▶ Given passage:
The valuation of Ahold’s derivative instruments is adjusted for the credit risk of the counterparty, called Credit Valuation Adjustment (“CVA”), and adjusted for Ahold’s own credit risk, called Debit Valuation Adjustment (“DVA”). The CVA / DVA calculations have been added to the fair value of Ahold’s interest and cross-currency swaps. The valuation technique for the CVA / DVA calculation is based on relevant observable market inputs.

The carrying amount of receivables, cash and cash equivalents, accounts payable, short-term deposits and similar instruments, and other current financial assets and liabilities approximate their fair values because of the short-term nature of these instruments and, for receivables, because of the fact that any recoverability loss is reflected in an impairment loss. The fair values of quoted borrowings are based on ask-market quoted prices at the end of the reporting period. The fair value of other non-derivative financial assets and liabilities that are not traded in an active market are estimated using discounted cash flow analyses based on prevailing market rates. The fair value of the cumulative preferred financing shares is measured as the present value of expected future cash flows. Such cash flows include the dividend payments and the payments of the nominal value plus paid in capital. Expected future cash flows are discounted by using the yield curves derived from quoted interest rates and Credit Default Swap rates that match the maturity of the contracts. The conditions for redemption and conversion of the cumulative preferred financing shares are disclosed in Note 22 of Ahold’s Annual Report 2015. The accrued interest is included in other current financial liabilities and not in the carrying amounts of non-derivative financial assets and liabilities.

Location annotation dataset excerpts
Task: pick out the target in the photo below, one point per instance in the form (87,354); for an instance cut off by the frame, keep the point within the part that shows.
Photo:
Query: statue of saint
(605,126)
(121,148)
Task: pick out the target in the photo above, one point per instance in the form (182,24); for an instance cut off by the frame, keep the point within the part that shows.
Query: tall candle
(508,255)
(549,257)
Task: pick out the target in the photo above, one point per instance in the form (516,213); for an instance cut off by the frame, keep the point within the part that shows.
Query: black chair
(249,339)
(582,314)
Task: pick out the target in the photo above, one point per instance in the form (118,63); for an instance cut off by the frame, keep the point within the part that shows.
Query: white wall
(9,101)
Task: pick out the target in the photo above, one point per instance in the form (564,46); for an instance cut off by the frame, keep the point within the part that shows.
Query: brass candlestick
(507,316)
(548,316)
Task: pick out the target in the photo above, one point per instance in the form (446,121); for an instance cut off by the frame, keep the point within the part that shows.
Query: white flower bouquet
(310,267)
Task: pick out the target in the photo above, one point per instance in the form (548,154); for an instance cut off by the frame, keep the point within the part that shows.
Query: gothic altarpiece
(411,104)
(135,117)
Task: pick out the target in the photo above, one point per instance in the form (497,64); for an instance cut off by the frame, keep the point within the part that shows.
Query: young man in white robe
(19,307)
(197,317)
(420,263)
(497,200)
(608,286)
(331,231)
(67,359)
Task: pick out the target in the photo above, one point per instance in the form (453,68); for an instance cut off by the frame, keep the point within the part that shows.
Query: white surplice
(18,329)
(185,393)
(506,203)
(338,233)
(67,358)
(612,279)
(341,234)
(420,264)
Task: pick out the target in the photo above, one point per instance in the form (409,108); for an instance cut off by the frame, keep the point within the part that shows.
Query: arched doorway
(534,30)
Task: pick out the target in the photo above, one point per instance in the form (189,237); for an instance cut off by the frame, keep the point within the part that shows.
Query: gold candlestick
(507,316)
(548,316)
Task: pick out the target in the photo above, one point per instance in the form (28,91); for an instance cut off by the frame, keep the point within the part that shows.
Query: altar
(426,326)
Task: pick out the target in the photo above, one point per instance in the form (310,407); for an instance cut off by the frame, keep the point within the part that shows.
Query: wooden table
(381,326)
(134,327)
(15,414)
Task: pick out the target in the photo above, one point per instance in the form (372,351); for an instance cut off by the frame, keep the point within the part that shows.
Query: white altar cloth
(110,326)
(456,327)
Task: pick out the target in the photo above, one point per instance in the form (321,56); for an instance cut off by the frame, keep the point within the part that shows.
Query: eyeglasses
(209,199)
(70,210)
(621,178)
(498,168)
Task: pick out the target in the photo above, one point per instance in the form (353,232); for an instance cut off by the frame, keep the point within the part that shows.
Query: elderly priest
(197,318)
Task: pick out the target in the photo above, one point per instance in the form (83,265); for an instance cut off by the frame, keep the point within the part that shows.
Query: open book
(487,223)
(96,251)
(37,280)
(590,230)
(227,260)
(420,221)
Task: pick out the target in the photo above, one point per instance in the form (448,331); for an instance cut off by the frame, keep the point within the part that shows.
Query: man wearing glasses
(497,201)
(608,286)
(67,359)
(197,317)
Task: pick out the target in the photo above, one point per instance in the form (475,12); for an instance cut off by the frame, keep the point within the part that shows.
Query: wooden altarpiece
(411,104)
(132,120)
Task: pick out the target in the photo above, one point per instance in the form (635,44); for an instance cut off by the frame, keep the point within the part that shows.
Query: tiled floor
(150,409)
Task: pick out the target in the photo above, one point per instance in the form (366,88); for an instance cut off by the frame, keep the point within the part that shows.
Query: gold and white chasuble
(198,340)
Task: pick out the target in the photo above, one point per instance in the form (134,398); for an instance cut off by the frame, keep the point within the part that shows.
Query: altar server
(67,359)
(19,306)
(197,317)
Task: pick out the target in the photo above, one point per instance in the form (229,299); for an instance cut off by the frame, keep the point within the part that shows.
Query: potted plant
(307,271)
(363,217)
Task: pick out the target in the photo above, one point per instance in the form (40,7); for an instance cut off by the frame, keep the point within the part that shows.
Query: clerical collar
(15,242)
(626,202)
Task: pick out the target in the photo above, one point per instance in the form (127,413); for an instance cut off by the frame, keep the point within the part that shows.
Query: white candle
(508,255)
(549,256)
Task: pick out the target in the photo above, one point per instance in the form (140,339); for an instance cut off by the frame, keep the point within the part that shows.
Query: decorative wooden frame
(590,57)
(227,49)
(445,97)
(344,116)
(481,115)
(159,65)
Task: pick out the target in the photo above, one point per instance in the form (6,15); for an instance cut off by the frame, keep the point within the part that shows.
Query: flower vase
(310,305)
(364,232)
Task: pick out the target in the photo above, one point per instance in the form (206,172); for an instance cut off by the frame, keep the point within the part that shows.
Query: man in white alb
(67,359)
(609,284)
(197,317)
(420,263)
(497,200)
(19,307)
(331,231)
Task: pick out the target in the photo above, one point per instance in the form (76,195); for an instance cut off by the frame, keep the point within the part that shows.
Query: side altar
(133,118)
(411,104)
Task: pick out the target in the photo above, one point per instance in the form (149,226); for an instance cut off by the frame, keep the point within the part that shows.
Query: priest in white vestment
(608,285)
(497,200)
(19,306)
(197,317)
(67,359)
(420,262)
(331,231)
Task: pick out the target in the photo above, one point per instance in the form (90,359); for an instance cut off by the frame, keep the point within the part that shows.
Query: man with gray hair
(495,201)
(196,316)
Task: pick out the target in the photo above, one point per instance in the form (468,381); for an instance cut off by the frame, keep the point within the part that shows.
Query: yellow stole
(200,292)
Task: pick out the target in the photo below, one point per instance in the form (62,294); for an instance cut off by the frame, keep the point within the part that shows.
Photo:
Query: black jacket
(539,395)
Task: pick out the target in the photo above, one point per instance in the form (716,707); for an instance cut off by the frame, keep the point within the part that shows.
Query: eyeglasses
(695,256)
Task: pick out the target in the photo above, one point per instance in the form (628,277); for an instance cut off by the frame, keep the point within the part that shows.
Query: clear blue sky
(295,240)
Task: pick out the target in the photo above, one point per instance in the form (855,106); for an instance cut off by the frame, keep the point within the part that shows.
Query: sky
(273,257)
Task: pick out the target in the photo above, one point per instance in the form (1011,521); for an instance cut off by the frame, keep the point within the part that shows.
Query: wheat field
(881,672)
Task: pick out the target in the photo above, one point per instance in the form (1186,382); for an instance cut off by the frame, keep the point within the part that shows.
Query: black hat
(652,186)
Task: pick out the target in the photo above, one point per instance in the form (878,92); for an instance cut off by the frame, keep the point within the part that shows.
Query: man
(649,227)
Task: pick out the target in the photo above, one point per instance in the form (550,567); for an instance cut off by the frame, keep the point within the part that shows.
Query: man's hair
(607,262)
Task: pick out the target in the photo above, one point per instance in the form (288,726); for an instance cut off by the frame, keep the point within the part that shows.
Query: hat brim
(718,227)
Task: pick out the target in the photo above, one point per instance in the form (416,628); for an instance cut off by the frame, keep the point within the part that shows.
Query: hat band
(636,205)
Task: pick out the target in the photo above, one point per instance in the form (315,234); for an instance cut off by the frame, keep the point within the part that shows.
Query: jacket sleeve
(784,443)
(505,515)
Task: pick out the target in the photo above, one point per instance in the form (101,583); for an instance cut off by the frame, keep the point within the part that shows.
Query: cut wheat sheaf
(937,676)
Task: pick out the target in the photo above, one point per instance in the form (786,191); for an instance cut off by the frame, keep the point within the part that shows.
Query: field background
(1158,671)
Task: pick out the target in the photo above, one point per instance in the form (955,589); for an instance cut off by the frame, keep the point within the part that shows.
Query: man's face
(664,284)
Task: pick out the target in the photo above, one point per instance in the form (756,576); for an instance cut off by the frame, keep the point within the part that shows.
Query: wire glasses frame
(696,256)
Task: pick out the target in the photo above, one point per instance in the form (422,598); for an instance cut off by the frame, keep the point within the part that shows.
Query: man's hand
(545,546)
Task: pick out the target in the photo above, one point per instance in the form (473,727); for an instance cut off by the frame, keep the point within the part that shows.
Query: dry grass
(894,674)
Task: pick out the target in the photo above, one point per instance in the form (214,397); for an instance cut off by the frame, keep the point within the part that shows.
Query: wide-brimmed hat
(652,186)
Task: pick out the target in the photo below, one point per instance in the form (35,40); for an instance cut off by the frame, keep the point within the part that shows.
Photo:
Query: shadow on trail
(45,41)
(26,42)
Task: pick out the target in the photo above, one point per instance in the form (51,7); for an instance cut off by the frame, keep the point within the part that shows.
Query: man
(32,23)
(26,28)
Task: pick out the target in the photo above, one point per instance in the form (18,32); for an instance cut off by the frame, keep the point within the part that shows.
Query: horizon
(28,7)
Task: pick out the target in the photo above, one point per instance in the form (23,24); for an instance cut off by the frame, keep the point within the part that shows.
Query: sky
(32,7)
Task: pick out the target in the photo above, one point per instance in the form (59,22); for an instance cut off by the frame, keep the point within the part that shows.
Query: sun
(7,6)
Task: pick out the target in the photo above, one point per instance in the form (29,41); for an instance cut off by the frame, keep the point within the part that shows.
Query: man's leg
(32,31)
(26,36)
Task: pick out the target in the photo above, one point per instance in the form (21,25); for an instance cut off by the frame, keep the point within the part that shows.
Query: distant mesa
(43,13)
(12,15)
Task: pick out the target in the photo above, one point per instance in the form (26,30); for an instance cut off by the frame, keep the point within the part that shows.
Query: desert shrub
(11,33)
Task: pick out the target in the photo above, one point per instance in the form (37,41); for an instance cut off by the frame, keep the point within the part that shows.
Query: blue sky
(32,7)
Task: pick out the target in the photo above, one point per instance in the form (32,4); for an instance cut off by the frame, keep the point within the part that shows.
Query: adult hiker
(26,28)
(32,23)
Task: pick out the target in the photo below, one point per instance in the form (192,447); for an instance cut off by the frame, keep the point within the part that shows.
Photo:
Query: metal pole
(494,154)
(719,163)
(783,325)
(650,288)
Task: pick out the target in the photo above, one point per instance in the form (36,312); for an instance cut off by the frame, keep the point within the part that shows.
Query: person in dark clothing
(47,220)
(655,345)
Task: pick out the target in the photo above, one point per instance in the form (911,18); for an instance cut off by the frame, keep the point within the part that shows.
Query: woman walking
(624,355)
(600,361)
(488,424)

▶ Work to do:
a – Repeat word for word the part of the Ahold fair value passage that starts at the words "The valuation of" and ends after "observable market inputs.".
b – According to the Ahold fair value passage, which items have carrying amounts that approximate their fair values? List all of them.
c – Go on with the Ahold fair value passage from the point where it stops.

▶ Solved tasks:
a –
The valuation of Ahold’s derivative instruments is adjusted for the credit risk of the counterparty, called Credit Valuation Adjustment (“CVA”), and adjusted for Ahold’s own credit risk, called Debit Valuation Adjustment (“DVA”). The CVA / DVA calculations have been added to the fair value of Ahold’s interest and cross-currency swaps. The valuation technique for the CVA / DVA calculation is based on relevant observable market inputs.

b –
- Receivables
- Cash and cash equivalents
- Accounts payable
- Short-term deposits and similar instruments
- Other current financial assets and liabilities

c –
11. Commitments and contingencies

A comprehensive overview of commitments and contingencies as of December 28, 2014, was included in Note 34 of Ahold’s 2014 consolidated financial statements, which were published as part of Ahold’s Annual Report 2014 on February 26, 2015. There were no significant changes to this overview through Q4 2015.

12. Merger with Delhaize

On June 24, 2015, Ahold and Delhaize announced their intention to combine their businesses through a merger of equals. Pursuant to the merger proposal, Delhaize shareholders are to receive 4.75 Ahold ordinary shares for each issued and outstanding Delhaize ordinary share. The transaction is expected to be completed in mid-2016, following regulatory clearances, associate consultation procedures and shareholder approval.

In connection with the proposed merger with Delhaize, it is proposed to return in aggregate approximately 1.0 billion to the holders of ordinary shares by executing a capital repayment and reverse stock split prior to completion of the proposed merger. The capital repayment and reverse stock split are subject to (i) approval by the Extraordinary General Meeting of Shareholders of Ahold on March 14, 2016, and the holder of the Ahold cumulative preferred financing shares, (ii) the customary filings with the Trade Register and the two-month creditor objection period as described in Section 2:100 of the Dutch Civil Code in connection with this capital repayment, and (iii) after the end of the two-month creditor objection period, the proposed merger with Delhaize being likely to be effected.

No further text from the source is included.